*INSTRUCTIONS TO FOLLOW*
From the article below on Bill Shapiro's Cyprus Avenue radio show, pull out the passage between "Bill Shapiro can’t" and "set of circumstances.", inclusive, and copy it word for word.

*EXCERPT*
•••

Bill Shapiro marks 35 years of Cyprus Avenue on KCUR


Bill Shapiro can’t quite remember how old he is — 76 or 77. But he can recall the exact date, the precise moment, that he discovered Elvis Presley.
“I was born in ’37, so I must be 76,” he says after a moment, with a small chuckle. “But insurancewise, I’m 77.”
Shapiro is seated at an enormous conference table in a plush, softly lighted room at Dysart Taylor Cotter McMonigle & Montemore, the law firm where he works. He is dressed casually in khakis and a denim button-up, with personalized silver cuff links. In person, he speaks in the same soothing rumble familiar to anyone who has heard Cyprus Avenue on KCUR 89.3. The weekly radio show marks its 35th anniversary Saturday with a Sam Baker concert at the Folly Theater.
Cyprus Avenue first went on the air in October 1978, through what Shapiro refers to as a lucky set of circumstances.
“I was given the opportunity to meet the program director at that station,” Shapiro says. “I told him that I had this dream of being a disc jockey, and I’d had it for a long time. I said, ‘I want to do an intelligent program about rock-and-roll music.’ He said, ‘OK. Put one together, and we’ll see what happens.’ Then I had to come up with my fantasy life and make it real.”
He assembled a set that he titled “Ballads by Rockers,” and the broadcast was born. “So I put together this show, and I walked in and I sat down behind the microphone in the studio,” Shapiro says. “I’d never done radio before. And I did this show. And I walked out. And he [the director] said, ‘Well, if you can do it every week, you’re on the radio.'”
Over the years, Shapiro has built Cyprus Avenue into a Kansas City staple and a national reference point. The program itself has evolved relatively little — Shapiro is the first to admit his adherence to a now well-worn formula of critical commentary wrapped around his carefully chosen playlists. But that model and its longstanding success also reflect Shapiro’s own nature — audiophile, music obsessive, rock historian (he has published two books) — and a simple qualification: having been in the thick of rock music from the day it started.
“Talk about events that were life-changing,” he says. “I was at a friend’s house on a Saturday night in January of 1956. At that time, there was a program that aired at 6 p.m. on Saturdays called the Jimmy and Tommy Dorsey show. I’m sitting there, by myself, listening to this thing, and it’s 6:35. Jimmy Dorsey walks up to the microphone, and he says, ‘Ladies and gentlemen, I’d like to introduce you to a man from Memphis, Tennessee, who’s creating quite a stir. His name is Elvis Presley.’ And Elvis came out and did ‘That’s All Right, Mama,’ and that’s an event that changed everything for me. I became a rock-and-roll nut at that point.”

•••

*DATA SECTION*
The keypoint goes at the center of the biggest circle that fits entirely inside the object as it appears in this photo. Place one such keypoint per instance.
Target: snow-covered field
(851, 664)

•••

*ANSWER TO THIS TASK*
Bill Shapiro can’t quite remember how old he is — 76 or 77. But he can recall the exact date, the precise moment, that he discovered Elvis Presley.
“I was born in ’37, so I must be 76,” he says after a moment, with a small chuckle. “But insurancewise, I’m 77.”
Shapiro is seated at an enormous conference table in a plush, softly lighted room at Dysart Taylor Cotter McMonigle & Montemore, the law firm where he works. He is dressed casually in khakis and a denim button-up, with personalized silver cuff links. In person, he speaks in the same soothing rumble familiar to anyone who has heard Cyprus Avenue on KCUR 89.3. The weekly radio show marks its 35th anniversary Saturday with a Sam Baker concert at the Folly Theater.
Cyprus Avenue first went on the air in October 1978, through what Shapiro refers to as a lucky set of circumstances.